Exercise requirements:
• A. According to the article on El Bueno y el Malo, why did Dan Auerbach add only limited guitar and percussion when recording the brothers? Answer in one to three sentences.
• B. Answer these questions using the article on El Bueno y el Malo:
(i) Which company handled the album's distribution?
(ii) How long after the duo arrived at the studio was the title track recorded?
(iii) At which event was the album nominated for Album of the Year?

Studio album by Hermanos Gutiérrez
- Released: 28 October 2022
- Studio: Easy Eye (Nashville, Tennessee)
- Genre: Ambient; instrumental rock;
- Length: 33:41
- Label: Easy Eye Sound
- Producer: Dan Auerbach

Hermanos Gutiérrez chronology
| Eternamente (2021) | El Bueno y el Malo (2022) | Sonido Cósmico (2024) |

= El Bueno y el Malo =

El Bueno y el Malo ("The Good and the Bad") is the fifth studio album by Ecuadorian-Swiss band Hermanos Gutiérrez, consisting of brothers Estevan and Alejandro Gutiérrez. It was released on 28 October 2022 by Easy Eye Sound. The ambient instrumental rock album was recorded by producer Dan Auerbach in his Nashville studio.

Musically, it centers on the brothers' guitar interplay, with additions of percussion, drums, electric keyboards, and strings. The album was praised by critics, who compared its sound primarily to Ennio Morricone's soundtrack for namesake film The Good, the Bad and the Ugly. It was nominated for Album of the Year at the 2023 Americana Music Honors & Awards, and was part of Auerbach's nomination for the Grammy Award for Producer of the Year, Non-Classical at the 65th Annual Grammy Awards.

== Background and release ==
The album was released on 28 October 2022, by Easy Eye Sound, with distribution handled by Concord Records. Its titled, translated in English to "The Good and the Bad", was named after the 1966 film The Good, the Bad and the Ugly, and was inspired by Ennio Morricone's soundtrack for the movie.

== Recording ==
The duo, consisting of real-life brothers Estevan and Alejandro Gutiérrez, recorded at Dan Auerbach's Nashville studio Easy Eye Sound. Auerbach said that he got a "powerful sensation" when he first heard the brothers' music which made him instantly want to work with them. He described their music by saying "You have to recalibrate yourself when you listen to their music. You gotta get down in there to be able to hear it all. They have this supernatural brother bond and I don't think they even realize how into these rhythms and deep down into these songs they exist." Their first day in studio was the first time they had met Auerbach in person. In recording them, Auerbach added limited guitar and percussion, but his goal to preserve their sound meant adding too much would throw off the balance they had already perfected. The title track was recorded 20 minutes after the duo arrived at the studio, with Auerbach having pressed the record button without telling the brothers to capture them as they worked out the song.

(Entries drawn from a collection)
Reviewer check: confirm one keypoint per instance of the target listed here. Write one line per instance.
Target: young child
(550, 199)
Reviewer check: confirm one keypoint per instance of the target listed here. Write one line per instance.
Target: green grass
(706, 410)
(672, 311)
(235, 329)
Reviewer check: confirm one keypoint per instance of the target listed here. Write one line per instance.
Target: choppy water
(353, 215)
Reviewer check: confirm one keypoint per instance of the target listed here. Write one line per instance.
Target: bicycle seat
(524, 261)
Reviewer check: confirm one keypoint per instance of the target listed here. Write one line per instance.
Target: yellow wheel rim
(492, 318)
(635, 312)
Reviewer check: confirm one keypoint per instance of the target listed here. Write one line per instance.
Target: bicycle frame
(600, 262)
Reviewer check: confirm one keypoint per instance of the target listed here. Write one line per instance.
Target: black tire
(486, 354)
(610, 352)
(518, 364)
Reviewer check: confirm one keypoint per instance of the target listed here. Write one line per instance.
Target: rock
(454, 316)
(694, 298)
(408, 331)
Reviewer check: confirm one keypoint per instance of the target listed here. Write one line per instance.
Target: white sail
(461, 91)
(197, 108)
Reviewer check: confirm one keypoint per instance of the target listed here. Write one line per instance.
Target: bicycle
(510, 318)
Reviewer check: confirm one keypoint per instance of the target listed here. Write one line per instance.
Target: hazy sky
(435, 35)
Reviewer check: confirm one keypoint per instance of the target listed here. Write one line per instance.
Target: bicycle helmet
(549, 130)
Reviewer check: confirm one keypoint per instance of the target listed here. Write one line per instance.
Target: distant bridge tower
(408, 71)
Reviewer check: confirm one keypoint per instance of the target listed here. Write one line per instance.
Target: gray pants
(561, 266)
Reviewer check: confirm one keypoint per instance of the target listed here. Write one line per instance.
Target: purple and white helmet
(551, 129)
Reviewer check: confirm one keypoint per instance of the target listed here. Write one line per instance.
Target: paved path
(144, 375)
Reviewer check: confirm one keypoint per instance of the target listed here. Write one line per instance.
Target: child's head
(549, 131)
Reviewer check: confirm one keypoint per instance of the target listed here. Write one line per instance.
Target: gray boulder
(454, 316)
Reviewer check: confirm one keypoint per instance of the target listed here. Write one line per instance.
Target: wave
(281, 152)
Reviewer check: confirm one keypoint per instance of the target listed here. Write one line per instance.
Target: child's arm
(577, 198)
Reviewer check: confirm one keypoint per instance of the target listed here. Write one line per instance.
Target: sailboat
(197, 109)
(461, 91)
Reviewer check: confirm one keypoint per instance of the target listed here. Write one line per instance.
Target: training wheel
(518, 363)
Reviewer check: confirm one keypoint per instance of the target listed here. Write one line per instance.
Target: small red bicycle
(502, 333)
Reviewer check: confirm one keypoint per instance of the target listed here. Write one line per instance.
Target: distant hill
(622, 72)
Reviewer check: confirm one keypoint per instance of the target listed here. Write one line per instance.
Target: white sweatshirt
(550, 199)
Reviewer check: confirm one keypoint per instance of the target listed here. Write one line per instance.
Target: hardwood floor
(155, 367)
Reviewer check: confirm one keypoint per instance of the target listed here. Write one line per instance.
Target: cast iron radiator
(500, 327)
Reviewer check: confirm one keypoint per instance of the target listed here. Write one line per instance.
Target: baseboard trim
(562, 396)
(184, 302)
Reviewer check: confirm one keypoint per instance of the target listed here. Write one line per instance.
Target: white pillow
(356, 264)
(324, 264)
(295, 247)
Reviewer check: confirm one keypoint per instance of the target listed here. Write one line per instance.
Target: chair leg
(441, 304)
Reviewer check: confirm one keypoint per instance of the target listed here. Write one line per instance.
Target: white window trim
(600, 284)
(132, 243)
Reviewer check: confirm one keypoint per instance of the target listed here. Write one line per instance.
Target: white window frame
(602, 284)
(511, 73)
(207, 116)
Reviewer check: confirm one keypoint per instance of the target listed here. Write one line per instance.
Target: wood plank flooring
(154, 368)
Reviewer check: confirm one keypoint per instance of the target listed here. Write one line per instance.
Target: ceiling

Outputs:
• A. Auerbach's goal was to preserve the brothers' sound. Adding too much would have thrown off the balance they had already perfected.

• B.
(i) Concord Records
(ii) 20 minutes
(iii) The 2023 Americana Music Honors & Awards